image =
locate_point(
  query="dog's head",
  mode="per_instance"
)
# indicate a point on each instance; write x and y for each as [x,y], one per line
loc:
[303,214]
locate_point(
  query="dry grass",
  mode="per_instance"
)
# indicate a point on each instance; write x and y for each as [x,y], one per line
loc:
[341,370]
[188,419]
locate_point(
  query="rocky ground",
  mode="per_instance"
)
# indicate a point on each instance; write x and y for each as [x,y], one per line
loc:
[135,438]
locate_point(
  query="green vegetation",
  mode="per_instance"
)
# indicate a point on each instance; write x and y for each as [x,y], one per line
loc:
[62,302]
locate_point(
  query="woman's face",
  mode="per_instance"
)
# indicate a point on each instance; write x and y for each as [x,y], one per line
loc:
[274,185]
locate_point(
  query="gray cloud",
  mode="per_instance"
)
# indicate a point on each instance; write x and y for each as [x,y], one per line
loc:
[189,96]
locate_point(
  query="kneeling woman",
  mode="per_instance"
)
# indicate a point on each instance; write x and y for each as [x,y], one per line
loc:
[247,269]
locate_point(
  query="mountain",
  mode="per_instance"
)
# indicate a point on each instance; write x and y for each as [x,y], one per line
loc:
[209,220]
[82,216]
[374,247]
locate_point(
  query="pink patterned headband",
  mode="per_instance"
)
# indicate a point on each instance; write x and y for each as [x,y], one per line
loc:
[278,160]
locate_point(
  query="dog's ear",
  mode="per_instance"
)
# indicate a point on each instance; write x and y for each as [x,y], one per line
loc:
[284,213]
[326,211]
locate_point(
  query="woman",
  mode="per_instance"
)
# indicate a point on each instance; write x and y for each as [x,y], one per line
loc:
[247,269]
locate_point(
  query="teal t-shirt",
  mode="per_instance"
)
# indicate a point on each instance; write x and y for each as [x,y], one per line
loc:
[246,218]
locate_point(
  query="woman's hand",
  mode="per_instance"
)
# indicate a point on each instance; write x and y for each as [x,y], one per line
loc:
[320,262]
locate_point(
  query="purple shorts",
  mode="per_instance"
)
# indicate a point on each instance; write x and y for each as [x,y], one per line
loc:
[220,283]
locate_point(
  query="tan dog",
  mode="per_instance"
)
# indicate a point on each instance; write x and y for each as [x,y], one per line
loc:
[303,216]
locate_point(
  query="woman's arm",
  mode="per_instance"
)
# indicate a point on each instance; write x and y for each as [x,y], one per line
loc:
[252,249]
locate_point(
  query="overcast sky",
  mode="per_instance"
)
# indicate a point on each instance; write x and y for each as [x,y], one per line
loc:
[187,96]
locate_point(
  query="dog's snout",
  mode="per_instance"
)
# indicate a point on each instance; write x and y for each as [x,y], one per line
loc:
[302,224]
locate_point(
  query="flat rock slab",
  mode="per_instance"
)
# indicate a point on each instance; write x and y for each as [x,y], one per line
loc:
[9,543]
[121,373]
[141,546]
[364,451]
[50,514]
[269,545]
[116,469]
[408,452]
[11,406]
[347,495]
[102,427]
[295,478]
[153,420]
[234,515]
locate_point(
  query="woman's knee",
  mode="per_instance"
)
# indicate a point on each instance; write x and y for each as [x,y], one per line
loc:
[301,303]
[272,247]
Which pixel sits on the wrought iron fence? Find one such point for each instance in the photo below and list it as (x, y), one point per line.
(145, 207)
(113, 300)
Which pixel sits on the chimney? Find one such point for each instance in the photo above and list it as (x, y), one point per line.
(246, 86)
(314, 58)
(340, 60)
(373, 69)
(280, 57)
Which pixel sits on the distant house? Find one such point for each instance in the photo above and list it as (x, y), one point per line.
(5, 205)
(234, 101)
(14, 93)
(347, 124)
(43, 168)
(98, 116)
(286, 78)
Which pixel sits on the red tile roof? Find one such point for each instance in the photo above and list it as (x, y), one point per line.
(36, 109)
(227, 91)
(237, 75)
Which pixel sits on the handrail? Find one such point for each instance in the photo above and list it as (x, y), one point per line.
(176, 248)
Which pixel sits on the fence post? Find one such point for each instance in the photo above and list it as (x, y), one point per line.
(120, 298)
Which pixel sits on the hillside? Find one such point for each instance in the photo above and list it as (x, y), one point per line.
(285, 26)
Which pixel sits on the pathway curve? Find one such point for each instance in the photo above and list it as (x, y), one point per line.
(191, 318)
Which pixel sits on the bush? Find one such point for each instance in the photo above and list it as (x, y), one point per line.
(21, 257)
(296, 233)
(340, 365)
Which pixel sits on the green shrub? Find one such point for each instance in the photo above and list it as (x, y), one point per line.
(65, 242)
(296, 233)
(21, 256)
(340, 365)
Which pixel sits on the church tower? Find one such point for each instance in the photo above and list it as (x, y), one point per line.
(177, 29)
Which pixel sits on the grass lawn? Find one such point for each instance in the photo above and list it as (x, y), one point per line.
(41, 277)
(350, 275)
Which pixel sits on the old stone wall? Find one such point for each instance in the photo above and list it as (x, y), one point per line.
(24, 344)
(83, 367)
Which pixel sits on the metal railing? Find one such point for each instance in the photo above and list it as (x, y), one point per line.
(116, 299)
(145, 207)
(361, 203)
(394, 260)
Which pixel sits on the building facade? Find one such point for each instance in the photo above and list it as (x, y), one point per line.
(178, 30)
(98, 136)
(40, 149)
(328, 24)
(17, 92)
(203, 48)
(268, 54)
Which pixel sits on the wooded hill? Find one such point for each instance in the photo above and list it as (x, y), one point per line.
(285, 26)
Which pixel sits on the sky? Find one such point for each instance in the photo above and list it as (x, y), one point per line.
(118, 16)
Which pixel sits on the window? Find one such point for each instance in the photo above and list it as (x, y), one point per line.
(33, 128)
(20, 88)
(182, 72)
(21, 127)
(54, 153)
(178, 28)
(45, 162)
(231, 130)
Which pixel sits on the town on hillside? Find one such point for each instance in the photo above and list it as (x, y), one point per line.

→ What needs to be done
Return the records above in their entirety, exactly as they appear.

→ Result
image =
locate_point(
  query="dog's head",
  mode="per_instance"
)
# indicate a point on each instance; write x and y for each as [x,y], one per line
loc:
[303,214]
locate_point(
  query="dry grass",
  mode="per_instance"
)
# indicate a point on each instance; write x and y for each as [x,y], one per line
loc:
[341,370]
[188,419]
locate_point(
  query="rocky ground",
  mode="per_instance"
)
# indicate a point on each instance; write x and y for each as [x,y], one per line
loc:
[135,438]
locate_point(
  query="green vegetation",
  mode="per_instance"
)
# indicate a point on each instance; write x and y for each as [x,y], one per line
loc:
[62,302]
locate_point(
  query="woman's face",
  mode="per_instance"
)
# indicate a point on each instance; write x and y for each as [x,y], one per line
loc:
[274,185]
locate_point(
  query="gray cloud",
  mode="per_instance"
)
# indicate a point on each instance; write x and y for each as [x,y], one per line
loc:
[189,96]
locate_point(
  query="kneeling woman",
  mode="per_instance"
)
# indicate a point on each instance; write x and y for each as [x,y], one per line
loc:
[247,269]
locate_point(
  query="mountain",
  mode="per_instance"
)
# indicate a point on each instance; write x and y for each as [x,y], one per line
loc:
[209,220]
[82,216]
[374,247]
locate_point(
  query="pink patterned headband",
  mode="per_instance"
)
# indicate a point on each instance; write x and y for each as [x,y], one per line
loc:
[278,160]
locate_point(
  query="dog's ear",
  mode="per_instance"
)
# indicate a point on each instance; write x and y for each as [x,y], one per line
loc:
[284,213]
[326,211]
locate_point(
  query="woman",
  mode="per_instance"
)
# indicate a point on each instance; write x and y for each as [x,y], one per line
loc:
[247,269]
locate_point(
  query="teal t-shirt",
  mode="per_instance"
)
# indicate a point on each instance; write x and y for each as [x,y], one per line
loc:
[246,218]
locate_point(
  query="woman's hand",
  mode="per_instance"
)
# indicate a point on each instance; write x and y for each as [x,y], one per line
loc:
[320,262]
locate_point(
  query="purple shorts",
  mode="per_instance"
)
# indicate a point on each instance; write x and y for each as [x,y], one per line
loc:
[220,283]
locate_point(
  query="tan dog",
  mode="per_instance"
)
# indicate a point on each instance; write x and y for each as [x,y], one per line
loc:
[303,216]
locate_point(
  query="woman's arm",
  mode="per_instance"
)
# indicate a point on each instance; write x and y for each as [x,y], one per line
loc:
[252,249]
locate_point(
  query="overcast sky",
  mode="per_instance"
)
# indicate a point on each instance; write x and y for each as [x,y], one per line
loc:
[187,96]
locate_point(
  query="dog's snout",
  mode="per_instance"
)
# indicate a point on each instance; write x and y for each as [x,y], one per line
loc:
[302,224]
locate_point(
  query="flat rock slab",
  mode="per_instance"
)
# indicate a point on each instance; write x and y for each as [x,y], one per line
loc:
[9,543]
[121,373]
[141,546]
[364,451]
[50,514]
[269,545]
[116,469]
[408,452]
[11,406]
[347,495]
[102,427]
[295,478]
[153,420]
[234,515]
locate_point(
  query="woman's knee",
  mode="per_instance"
)
# indicate a point on each instance; write x and y for each as [x,y], one per line
loc:
[301,303]
[272,247]
Which pixel sits on the wrought iron fence? Find one such point for each instance in the photo below and list it as (x, y), one point per line.
(145, 207)
(113, 300)
Which pixel sits on the chimney? Find one such point for each instance in the photo above and list it as (x, y), one point per line.
(246, 86)
(314, 58)
(340, 60)
(373, 69)
(280, 57)
Which pixel sits on the distant house? Find one such point for each instance in the photo above and list it as (x, y), one point per line.
(5, 205)
(234, 101)
(14, 93)
(347, 124)
(43, 168)
(98, 116)
(286, 78)
Which pixel sits on the red tile roof? Find one such point for each instance in the photo above and list it as (x, y), one point per line.
(36, 109)
(227, 91)
(237, 75)
Which pixel sits on the handrail? Find one such point for each instance in the photo above and list it as (x, y), one point per line.
(176, 248)
Which pixel sits on the fence post? Find one such point for each instance in the photo above and list it as (x, y), one point per line.
(120, 298)
Which pixel sits on the hillside? Find one such point for each instance in the photo above and list it as (x, y), one point per line.
(285, 26)
Which pixel sits on the pathway curve? Find one such point for each instance in the photo above and list it as (x, y), one point per line.
(191, 318)
Which pixel sits on the bush? Find one such point for each instance in the photo above and list it as (x, y), one point per line.
(21, 257)
(296, 233)
(340, 365)
Which pixel sits on the green shrub? Find one such point for each instance in the photo above and list it as (x, y), one point per line.
(65, 242)
(296, 233)
(21, 256)
(340, 365)
Which pixel sits on the church tower? Find one such point for each instance in the photo above and list it as (x, y), one point per line.
(177, 29)
Which pixel sits on the grass lawn? Find one such point for each instance in the photo above and list it as (x, y), one point per line.
(41, 277)
(350, 275)
Which pixel sits on the old stone wall? Find one such point for each instance in the photo above and list it as (x, y), one point per line.
(24, 344)
(83, 367)
Which pixel sits on the metal railing? Find one such point for each instance in the photo above and list it as (x, y), one point per line.
(116, 299)
(145, 207)
(361, 203)
(394, 260)
Which pixel sits on the building facade? Find one such point for each instance in the photo above and list it as (x, y), one point per line.
(178, 30)
(98, 136)
(40, 149)
(328, 24)
(17, 92)
(203, 48)
(268, 54)
Which pixel sits on the wooded hill? Find one such point for each instance in the photo above and list it as (x, y), one point per line.
(285, 26)
Which pixel sits on the sky? Find one such point for each instance in the photo above and list it as (x, y), one point per line.
(118, 16)
Which pixel sits on the window? Find one such point for each instance in the photo above and list it as (x, y), one point per line.
(33, 128)
(20, 88)
(182, 72)
(21, 127)
(54, 153)
(178, 28)
(45, 162)
(231, 130)
Which pixel sits on the town on hillside? Find one such point for each instance in the photo above and list it as (x, y), one point per line.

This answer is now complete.